§ Description of the task: Beginning with the line containing "Target: lichen on bark" and ending with the last line of the entries below, copy each line exactly and nothing else.

[Records from a data collection]
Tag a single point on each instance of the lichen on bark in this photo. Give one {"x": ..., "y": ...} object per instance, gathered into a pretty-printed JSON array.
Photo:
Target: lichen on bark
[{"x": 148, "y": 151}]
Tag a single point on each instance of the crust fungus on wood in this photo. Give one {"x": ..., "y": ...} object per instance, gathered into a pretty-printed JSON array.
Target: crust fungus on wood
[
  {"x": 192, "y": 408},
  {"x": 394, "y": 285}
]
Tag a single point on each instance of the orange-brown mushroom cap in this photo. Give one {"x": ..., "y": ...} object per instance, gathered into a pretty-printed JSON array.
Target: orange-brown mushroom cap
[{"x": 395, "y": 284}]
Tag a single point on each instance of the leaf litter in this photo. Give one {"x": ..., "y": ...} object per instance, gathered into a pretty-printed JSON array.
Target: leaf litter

§ Reply to the task:
Target: lichen on bark
[{"x": 148, "y": 151}]
Tag a single point on each instance of the crust fungus on wood in this photo. Give one {"x": ..., "y": ...} object per instance, gathered into a pretty-printed JSON array.
Target: crust fungus on wood
[
  {"x": 192, "y": 408},
  {"x": 394, "y": 285}
]
Tag a single point on each instance of the orange-brown mushroom cap in this photo. Give one {"x": ..., "y": ...} object per instance, gathered into a pretty-printed JSON array.
Target: orange-brown mushroom cap
[{"x": 395, "y": 284}]
Tag a single point on each instance of the leaf litter in this photo. Give one {"x": ..., "y": ...} object per instance, gathered into a pretty-printed JSON array.
Target: leaf litter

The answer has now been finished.